→ Challenge: Can you output, verbatim, the lines of the items below from the one containing "Point out the chocolate chip cookie" through the last line of the items, both ends included?

─── Data supplied

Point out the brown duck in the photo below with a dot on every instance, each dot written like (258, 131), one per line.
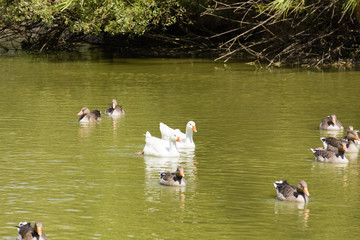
(114, 109)
(27, 232)
(173, 179)
(331, 123)
(287, 192)
(330, 156)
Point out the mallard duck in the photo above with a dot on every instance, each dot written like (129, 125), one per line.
(287, 192)
(173, 179)
(331, 123)
(329, 156)
(332, 144)
(186, 138)
(87, 116)
(161, 148)
(114, 109)
(27, 232)
(352, 139)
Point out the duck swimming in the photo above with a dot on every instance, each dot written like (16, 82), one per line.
(114, 109)
(287, 192)
(331, 123)
(27, 232)
(173, 179)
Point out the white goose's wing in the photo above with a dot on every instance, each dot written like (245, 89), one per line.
(166, 131)
(155, 146)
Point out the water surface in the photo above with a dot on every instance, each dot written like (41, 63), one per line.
(255, 126)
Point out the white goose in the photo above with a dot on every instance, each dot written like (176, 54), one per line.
(186, 138)
(161, 148)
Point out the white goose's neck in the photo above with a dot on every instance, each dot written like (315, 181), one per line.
(189, 133)
(172, 145)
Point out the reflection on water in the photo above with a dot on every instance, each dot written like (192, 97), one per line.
(85, 180)
(293, 208)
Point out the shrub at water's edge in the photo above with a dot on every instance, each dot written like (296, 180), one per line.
(314, 32)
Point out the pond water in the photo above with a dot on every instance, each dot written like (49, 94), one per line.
(255, 126)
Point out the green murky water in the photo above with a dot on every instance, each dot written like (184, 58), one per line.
(254, 127)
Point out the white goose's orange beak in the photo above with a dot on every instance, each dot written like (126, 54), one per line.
(306, 192)
(39, 230)
(194, 129)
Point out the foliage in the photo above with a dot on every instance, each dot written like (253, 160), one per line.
(289, 31)
(35, 20)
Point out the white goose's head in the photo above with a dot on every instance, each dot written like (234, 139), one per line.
(191, 125)
(174, 137)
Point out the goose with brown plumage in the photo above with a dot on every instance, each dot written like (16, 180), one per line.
(287, 192)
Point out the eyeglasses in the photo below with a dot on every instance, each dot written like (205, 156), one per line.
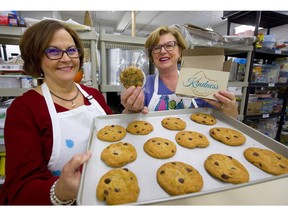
(169, 46)
(55, 54)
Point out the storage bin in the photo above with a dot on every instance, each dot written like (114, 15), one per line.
(269, 73)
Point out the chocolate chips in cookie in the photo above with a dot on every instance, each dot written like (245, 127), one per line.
(178, 178)
(132, 76)
(111, 133)
(118, 186)
(227, 136)
(139, 127)
(226, 169)
(267, 160)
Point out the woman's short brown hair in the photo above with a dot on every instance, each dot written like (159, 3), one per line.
(37, 38)
(154, 38)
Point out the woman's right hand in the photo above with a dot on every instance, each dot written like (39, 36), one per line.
(133, 100)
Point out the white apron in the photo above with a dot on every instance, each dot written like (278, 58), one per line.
(70, 129)
(169, 102)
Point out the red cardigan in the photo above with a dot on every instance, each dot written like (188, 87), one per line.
(28, 142)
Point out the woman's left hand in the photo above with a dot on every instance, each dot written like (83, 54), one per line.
(226, 102)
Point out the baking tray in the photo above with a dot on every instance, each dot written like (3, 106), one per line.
(145, 167)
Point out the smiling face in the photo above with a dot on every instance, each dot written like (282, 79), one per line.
(63, 69)
(166, 60)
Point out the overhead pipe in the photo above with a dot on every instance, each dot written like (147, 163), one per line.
(133, 31)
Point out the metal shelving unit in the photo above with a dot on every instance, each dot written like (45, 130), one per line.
(267, 20)
(11, 35)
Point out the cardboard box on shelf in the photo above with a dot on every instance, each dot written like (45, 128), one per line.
(202, 73)
(254, 108)
(4, 20)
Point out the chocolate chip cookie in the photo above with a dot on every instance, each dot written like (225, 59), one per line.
(228, 136)
(267, 160)
(203, 118)
(191, 139)
(132, 76)
(226, 169)
(139, 127)
(119, 154)
(178, 178)
(118, 186)
(111, 133)
(161, 148)
(173, 123)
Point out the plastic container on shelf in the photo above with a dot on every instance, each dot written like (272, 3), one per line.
(269, 73)
(269, 41)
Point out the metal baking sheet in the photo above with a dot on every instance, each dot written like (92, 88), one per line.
(145, 167)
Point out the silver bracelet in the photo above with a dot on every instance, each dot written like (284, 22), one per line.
(55, 200)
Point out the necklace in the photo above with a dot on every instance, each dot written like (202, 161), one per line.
(69, 100)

──────

→ Finished task:
Point out the chocolate chip cookie in the photo above with a dot on every instance, each dot written like (225, 59), one per line.
(228, 136)
(267, 160)
(203, 118)
(191, 139)
(132, 76)
(226, 169)
(139, 127)
(119, 154)
(178, 178)
(118, 186)
(111, 133)
(161, 148)
(173, 123)
Point out the plastic container on shelf in the photo above with a dot on every instance, each dot written like (272, 3), one per line.
(269, 73)
(269, 41)
Point out the metal baking sheet in the photo above with a dot on every instance, each dot written like (92, 88), one per line.
(145, 167)
Point out the silver bracelet in the photo above with a dot on every instance, each dot written like (284, 22), one per line.
(55, 200)
Point out the necklace in the photo above with a dot on every instance, each dot written like (202, 161), one per line.
(69, 100)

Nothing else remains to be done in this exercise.